Description of the task: Retype without change the lines of the material below, starting with the line that contains "Where can you spot the framed picture" and going on through the line that contains "column 404, row 260", both included.

Data for the task:
— Start —
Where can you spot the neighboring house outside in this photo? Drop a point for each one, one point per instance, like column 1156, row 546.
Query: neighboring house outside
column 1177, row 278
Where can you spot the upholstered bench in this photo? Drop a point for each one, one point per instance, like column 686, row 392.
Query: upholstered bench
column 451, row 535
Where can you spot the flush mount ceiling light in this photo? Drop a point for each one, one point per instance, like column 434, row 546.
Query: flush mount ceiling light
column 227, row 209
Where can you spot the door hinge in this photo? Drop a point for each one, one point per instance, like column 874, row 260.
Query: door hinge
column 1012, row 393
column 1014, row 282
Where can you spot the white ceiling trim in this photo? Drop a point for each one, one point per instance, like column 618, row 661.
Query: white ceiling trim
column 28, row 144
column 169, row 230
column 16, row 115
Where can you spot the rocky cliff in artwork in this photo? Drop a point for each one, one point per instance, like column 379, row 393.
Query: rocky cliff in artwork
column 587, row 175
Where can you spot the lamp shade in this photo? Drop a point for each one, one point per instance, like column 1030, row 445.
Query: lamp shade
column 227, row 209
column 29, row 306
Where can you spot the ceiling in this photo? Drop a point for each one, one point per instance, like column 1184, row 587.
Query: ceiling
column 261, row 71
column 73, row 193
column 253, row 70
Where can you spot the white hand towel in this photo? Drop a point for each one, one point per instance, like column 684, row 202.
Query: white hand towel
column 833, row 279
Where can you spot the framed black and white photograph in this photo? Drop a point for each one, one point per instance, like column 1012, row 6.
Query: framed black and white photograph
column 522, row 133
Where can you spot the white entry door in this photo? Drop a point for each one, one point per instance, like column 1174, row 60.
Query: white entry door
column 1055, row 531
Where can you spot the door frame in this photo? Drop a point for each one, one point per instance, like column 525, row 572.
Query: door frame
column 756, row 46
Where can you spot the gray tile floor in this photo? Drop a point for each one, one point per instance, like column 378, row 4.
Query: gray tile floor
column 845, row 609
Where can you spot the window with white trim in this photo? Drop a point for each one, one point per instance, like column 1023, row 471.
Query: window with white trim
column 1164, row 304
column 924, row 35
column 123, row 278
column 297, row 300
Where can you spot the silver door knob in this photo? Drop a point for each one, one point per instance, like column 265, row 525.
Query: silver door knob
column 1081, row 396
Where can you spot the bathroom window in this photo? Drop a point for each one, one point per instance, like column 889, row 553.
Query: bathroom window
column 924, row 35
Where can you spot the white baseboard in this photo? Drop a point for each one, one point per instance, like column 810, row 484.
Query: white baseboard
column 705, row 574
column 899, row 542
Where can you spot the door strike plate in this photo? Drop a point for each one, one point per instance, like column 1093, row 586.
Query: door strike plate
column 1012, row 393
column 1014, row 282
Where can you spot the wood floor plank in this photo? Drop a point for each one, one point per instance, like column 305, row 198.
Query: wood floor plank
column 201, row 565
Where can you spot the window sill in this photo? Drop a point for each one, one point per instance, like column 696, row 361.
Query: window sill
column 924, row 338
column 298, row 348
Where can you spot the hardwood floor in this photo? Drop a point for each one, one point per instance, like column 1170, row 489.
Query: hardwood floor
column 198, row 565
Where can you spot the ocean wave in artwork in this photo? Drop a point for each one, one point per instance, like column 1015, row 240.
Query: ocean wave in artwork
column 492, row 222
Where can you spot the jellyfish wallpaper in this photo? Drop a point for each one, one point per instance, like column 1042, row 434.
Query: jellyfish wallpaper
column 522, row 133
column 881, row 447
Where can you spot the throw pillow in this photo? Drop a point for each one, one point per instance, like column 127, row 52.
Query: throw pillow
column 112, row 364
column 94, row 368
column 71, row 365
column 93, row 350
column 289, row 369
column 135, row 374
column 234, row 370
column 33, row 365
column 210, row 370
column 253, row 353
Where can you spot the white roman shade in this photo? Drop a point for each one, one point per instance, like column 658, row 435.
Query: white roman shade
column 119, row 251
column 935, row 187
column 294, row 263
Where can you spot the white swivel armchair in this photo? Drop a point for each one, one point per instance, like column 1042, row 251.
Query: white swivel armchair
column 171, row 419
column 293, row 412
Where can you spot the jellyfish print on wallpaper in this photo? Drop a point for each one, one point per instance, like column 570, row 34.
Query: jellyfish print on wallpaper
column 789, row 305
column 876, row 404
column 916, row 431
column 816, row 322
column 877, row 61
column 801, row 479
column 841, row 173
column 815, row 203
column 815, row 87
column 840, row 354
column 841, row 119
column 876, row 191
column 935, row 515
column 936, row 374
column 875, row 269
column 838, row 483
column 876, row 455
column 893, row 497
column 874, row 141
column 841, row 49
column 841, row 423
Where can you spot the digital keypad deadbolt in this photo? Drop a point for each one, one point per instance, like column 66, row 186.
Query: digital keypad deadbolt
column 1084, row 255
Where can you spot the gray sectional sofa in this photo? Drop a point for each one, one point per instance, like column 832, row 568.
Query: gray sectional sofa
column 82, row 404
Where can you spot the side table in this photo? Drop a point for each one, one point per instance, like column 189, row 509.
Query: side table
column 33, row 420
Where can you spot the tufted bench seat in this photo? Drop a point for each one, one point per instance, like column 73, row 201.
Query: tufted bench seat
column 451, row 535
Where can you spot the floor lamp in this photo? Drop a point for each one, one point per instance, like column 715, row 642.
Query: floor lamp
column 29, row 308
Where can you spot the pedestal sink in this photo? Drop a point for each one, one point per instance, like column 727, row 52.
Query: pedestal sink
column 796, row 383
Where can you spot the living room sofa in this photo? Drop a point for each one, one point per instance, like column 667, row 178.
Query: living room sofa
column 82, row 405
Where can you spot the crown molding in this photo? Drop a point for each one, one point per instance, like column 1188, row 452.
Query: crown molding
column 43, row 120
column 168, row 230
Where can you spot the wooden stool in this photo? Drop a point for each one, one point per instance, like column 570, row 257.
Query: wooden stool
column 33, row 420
— End —
— Start —
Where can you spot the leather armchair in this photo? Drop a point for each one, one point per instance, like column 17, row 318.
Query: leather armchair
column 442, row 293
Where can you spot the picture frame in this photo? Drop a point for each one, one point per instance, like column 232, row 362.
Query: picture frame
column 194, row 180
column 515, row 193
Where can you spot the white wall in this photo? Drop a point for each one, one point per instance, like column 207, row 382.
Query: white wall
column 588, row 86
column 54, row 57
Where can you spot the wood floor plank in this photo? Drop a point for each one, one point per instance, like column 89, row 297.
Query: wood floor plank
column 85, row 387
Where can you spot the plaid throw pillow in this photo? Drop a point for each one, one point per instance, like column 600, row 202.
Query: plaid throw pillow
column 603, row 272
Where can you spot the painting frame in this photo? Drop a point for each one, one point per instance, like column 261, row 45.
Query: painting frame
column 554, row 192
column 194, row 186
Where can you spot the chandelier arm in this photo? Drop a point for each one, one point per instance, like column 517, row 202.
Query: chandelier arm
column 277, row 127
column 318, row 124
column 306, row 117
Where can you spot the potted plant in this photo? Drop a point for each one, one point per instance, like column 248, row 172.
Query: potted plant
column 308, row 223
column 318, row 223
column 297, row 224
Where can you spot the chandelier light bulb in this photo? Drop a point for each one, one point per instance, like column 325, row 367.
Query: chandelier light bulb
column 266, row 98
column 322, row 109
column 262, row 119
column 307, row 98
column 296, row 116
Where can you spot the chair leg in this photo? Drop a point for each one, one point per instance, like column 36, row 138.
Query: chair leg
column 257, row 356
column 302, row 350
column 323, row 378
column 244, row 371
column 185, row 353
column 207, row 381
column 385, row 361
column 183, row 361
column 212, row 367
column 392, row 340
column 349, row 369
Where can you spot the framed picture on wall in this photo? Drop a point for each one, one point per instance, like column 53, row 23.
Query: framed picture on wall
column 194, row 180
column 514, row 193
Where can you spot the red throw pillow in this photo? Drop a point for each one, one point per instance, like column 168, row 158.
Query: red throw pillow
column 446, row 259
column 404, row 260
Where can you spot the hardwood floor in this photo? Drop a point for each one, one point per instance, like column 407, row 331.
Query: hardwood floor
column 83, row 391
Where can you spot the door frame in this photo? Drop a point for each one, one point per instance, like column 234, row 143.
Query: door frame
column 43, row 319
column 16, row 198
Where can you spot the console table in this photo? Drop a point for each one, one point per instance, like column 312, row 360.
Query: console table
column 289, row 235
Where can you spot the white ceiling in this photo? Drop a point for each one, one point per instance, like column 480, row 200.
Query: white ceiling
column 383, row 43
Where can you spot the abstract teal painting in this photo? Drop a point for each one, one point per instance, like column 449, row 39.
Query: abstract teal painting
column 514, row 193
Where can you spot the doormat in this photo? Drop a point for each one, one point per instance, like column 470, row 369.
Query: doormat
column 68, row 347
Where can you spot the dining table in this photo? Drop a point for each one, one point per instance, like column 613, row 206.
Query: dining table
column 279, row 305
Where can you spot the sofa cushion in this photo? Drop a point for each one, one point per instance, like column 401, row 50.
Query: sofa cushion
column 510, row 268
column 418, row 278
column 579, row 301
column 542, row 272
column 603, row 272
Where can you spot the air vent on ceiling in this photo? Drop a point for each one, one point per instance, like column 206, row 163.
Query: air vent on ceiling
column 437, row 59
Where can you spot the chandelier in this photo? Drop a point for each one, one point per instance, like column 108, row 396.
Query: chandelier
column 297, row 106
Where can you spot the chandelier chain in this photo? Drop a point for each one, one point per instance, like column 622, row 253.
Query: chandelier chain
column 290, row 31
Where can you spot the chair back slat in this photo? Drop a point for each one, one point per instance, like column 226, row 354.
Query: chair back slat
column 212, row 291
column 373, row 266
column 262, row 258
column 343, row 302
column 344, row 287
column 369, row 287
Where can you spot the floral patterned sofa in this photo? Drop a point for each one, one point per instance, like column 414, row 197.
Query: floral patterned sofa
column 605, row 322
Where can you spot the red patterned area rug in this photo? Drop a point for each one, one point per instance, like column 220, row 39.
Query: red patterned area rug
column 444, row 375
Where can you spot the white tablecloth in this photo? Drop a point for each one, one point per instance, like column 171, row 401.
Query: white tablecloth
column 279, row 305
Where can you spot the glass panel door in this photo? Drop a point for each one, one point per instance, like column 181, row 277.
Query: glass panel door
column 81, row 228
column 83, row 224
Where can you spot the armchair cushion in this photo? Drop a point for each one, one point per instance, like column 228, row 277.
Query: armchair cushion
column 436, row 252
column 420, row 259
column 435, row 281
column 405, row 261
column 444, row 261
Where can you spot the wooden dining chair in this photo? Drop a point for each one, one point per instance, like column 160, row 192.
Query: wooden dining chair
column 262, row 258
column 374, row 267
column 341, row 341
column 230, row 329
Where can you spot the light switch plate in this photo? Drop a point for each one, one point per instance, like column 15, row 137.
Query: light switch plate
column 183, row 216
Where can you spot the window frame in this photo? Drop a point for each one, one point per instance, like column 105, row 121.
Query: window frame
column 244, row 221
— End —
Exercise output:
Where can you spot the framed picture on wall in this photo? Drop a point for each one, one point per instance, like column 53, row 23.
Query: framed picture on wall
column 194, row 180
column 514, row 193
Where can you spot the red throw pillow in this photo? Drop a point for each one, one point per instance, like column 168, row 158.
Query: red throw pillow
column 446, row 259
column 404, row 260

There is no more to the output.